* Start *
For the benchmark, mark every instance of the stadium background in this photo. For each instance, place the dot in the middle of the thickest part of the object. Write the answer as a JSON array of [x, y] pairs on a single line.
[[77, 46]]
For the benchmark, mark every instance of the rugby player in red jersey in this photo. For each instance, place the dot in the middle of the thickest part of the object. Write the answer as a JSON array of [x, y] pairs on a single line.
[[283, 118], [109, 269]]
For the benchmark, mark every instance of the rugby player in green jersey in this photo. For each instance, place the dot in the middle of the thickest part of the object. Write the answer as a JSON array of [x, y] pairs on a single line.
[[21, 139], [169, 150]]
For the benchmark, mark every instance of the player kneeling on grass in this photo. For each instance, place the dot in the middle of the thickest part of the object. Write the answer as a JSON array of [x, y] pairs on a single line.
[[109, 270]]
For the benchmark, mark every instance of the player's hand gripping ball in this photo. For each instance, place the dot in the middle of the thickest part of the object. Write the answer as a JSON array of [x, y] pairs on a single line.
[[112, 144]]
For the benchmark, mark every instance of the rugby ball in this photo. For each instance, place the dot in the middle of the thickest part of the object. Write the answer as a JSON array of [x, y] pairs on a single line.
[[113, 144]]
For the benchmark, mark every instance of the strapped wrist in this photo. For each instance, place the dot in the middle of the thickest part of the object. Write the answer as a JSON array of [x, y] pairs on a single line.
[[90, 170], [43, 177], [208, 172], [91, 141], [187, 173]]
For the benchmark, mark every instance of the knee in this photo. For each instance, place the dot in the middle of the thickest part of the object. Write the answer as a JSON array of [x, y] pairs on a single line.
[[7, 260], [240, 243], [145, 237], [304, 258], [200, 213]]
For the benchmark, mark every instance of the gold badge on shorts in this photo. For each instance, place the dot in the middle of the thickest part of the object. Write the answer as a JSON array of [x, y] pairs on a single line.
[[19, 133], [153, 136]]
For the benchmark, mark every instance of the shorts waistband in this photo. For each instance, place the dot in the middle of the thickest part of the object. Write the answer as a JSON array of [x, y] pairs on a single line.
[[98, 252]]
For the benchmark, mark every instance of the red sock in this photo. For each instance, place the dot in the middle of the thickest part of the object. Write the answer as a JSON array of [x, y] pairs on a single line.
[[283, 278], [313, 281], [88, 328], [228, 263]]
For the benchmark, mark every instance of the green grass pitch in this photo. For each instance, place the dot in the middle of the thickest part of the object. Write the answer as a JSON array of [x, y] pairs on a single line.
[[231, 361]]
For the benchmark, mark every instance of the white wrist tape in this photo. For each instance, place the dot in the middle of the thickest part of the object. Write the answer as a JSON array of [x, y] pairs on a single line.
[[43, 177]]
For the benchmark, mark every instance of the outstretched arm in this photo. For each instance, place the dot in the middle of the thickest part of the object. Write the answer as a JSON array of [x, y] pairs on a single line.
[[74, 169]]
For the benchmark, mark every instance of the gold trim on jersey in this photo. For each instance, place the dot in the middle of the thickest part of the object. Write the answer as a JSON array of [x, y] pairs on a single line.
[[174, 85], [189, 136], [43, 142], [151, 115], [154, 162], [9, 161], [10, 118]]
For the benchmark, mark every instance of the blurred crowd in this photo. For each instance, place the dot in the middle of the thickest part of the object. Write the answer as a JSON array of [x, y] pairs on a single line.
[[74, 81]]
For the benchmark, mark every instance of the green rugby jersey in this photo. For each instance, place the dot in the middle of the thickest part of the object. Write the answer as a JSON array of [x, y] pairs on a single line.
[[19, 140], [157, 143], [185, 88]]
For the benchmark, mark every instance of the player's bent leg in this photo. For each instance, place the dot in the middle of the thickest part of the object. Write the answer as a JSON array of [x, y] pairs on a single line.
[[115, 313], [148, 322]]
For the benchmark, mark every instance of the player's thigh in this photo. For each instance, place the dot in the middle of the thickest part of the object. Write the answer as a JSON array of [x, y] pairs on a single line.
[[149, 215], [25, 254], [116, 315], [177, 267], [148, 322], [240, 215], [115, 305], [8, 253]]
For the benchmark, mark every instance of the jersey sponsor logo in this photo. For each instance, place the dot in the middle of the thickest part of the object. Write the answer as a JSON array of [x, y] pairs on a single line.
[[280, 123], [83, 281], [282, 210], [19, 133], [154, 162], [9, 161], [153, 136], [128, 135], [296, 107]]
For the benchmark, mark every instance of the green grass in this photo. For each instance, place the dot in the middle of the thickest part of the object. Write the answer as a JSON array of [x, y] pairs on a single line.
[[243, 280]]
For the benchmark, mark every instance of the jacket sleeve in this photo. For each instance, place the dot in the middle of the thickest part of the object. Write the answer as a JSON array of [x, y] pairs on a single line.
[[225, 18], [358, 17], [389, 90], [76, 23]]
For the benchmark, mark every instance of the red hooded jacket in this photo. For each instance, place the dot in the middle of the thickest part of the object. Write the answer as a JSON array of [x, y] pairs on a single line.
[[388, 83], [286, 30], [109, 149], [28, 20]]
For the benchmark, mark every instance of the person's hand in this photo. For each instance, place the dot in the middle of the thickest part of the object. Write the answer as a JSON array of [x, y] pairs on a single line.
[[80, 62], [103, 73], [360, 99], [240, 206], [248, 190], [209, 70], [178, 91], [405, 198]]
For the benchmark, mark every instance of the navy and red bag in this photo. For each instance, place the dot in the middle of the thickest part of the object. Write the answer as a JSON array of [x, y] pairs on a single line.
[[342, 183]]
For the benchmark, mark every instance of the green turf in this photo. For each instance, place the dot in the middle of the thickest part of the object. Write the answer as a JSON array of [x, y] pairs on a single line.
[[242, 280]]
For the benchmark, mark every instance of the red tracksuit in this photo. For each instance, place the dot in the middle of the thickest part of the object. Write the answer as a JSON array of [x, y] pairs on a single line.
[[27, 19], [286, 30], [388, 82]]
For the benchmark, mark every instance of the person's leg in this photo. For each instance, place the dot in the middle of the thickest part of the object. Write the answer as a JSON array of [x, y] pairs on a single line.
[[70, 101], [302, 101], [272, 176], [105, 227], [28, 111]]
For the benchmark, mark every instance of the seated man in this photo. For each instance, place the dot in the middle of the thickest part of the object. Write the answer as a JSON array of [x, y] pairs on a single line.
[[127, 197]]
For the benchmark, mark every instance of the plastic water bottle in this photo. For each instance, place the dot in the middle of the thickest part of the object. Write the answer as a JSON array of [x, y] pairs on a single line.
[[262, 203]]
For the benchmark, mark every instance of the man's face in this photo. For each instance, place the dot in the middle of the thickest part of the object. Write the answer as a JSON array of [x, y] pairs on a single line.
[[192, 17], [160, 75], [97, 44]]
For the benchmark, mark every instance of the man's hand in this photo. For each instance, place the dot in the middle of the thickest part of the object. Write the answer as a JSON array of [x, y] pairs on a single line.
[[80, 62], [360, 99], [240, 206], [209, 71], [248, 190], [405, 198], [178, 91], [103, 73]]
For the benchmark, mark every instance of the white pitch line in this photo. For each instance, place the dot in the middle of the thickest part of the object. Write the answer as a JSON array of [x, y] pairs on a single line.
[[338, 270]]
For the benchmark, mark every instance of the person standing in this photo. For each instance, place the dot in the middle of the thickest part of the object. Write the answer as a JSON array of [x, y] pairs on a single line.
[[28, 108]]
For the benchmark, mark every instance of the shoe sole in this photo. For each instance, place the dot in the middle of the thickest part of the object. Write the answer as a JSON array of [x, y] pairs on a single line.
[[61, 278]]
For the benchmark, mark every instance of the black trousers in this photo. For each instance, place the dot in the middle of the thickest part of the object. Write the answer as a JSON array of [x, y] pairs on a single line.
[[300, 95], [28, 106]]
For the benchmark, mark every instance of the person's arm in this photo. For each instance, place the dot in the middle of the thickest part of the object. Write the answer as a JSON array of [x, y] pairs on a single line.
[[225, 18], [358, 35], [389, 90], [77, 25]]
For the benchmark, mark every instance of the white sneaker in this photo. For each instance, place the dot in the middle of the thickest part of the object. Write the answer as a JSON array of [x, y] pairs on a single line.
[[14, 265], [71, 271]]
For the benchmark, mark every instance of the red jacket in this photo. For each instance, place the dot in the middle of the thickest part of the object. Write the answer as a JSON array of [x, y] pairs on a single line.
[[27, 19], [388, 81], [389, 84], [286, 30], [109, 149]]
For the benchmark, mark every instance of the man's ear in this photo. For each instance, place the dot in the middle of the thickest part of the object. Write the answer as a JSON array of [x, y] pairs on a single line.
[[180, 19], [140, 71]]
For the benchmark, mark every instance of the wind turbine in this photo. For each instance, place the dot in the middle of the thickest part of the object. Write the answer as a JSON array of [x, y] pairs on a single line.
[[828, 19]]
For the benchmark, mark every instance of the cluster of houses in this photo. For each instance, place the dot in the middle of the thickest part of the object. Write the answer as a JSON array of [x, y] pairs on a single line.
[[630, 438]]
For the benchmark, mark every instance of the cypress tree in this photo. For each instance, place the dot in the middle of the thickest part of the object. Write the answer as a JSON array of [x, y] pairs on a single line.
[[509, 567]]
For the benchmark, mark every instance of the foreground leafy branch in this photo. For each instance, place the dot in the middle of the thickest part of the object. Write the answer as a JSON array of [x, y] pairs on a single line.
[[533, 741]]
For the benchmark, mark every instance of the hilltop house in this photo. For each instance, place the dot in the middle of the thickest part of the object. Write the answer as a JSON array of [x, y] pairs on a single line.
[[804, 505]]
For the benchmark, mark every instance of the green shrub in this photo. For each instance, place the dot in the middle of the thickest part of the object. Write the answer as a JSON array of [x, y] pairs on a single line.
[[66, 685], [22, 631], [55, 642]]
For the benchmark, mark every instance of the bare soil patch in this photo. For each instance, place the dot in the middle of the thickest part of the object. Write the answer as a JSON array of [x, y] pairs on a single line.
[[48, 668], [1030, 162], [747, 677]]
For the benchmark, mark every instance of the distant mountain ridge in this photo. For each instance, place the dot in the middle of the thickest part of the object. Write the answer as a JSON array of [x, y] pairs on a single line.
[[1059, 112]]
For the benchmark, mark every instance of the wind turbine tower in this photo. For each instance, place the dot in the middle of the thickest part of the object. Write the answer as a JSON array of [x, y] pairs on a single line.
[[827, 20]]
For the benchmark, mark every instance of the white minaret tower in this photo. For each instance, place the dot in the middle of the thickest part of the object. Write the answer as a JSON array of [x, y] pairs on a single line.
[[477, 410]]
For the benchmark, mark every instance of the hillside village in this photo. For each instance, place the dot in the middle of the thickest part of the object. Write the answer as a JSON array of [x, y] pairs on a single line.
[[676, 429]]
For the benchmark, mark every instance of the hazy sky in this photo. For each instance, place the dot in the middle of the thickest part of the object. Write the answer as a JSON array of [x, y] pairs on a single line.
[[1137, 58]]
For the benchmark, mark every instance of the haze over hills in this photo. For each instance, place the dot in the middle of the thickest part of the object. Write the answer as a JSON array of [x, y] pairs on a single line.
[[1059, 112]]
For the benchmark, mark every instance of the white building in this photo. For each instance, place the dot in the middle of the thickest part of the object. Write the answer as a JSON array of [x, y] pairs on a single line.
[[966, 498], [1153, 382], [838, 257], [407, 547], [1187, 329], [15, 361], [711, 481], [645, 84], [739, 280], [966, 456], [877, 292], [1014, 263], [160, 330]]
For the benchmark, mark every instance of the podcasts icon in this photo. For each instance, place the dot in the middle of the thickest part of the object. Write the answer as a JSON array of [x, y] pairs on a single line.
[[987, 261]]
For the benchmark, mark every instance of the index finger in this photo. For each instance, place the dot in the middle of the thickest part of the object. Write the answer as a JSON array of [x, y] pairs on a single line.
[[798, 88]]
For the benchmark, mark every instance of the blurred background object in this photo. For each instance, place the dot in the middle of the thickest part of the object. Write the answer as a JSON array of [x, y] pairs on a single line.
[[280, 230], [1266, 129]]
* End *
_The request_
Can you recast the lines from the one containing "For the benchmark, mark every instance of the man's face" up to and including the one containing "[[14, 265], [71, 271]]" as a JSON list of strings, one string per line, with blank lines left out?

_Output_
[
  "For the benchmark, mark every instance of the man's face in this photo. For each instance, place the dot in the middle of the thickest part of the object. Write the answer as a JSON array of [x, y] pairs on a single line.",
  "[[192, 17], [160, 75], [97, 44]]",
  "For the benchmark, mark every instance of the man's hand in this photo. For each instance, place the dot in the middle of the thickest part of the object. Write the answer as a JSON array of [x, y] pairs on a single line.",
  "[[80, 62], [360, 99], [240, 206], [209, 71], [248, 190], [405, 198], [178, 91], [103, 73]]",
  "For the benchmark, mark every instance of the white pitch line in this photo. For each instance, place the dot in the middle of the thickest part of the object. Write the answer as a JSON array of [x, y] pairs on a single line.",
  "[[338, 270]]",
  "For the benchmark, mark every instance of the person standing in this photo. For each instance, place the dot in the middle of the thickest part of the object. Write the answer as a JSON array of [x, y] pairs on a single line.",
  "[[28, 108]]",
  "For the benchmark, mark every instance of the shoe sole in this photo. For each instance, place the dot in the middle of the thickest part of the object. Write the answer as a JSON array of [x, y] pairs on a single line.",
  "[[61, 278]]",
  "For the benchmark, mark every instance of the black trousers in this photo. For each instance, place the dot in the middle of the thickest part of the object. Write the answer as a JSON array of [x, y] pairs on a single line.",
  "[[300, 95], [28, 106]]",
  "For the benchmark, mark every instance of the person's arm in this photo. For each instance, place the dot in the middle of the thickest part of the object. Write the answer as a JSON array of [x, y] pairs on a single line.",
  "[[225, 18], [358, 35], [389, 90], [77, 25]]",
  "For the benchmark, mark every instance of the white sneaker in this photo. For each instance, place the dot in the middle of the thickest part of the object. Write the answer as a JSON array of [x, y] pairs on a single line.",
  "[[14, 265], [71, 271]]"
]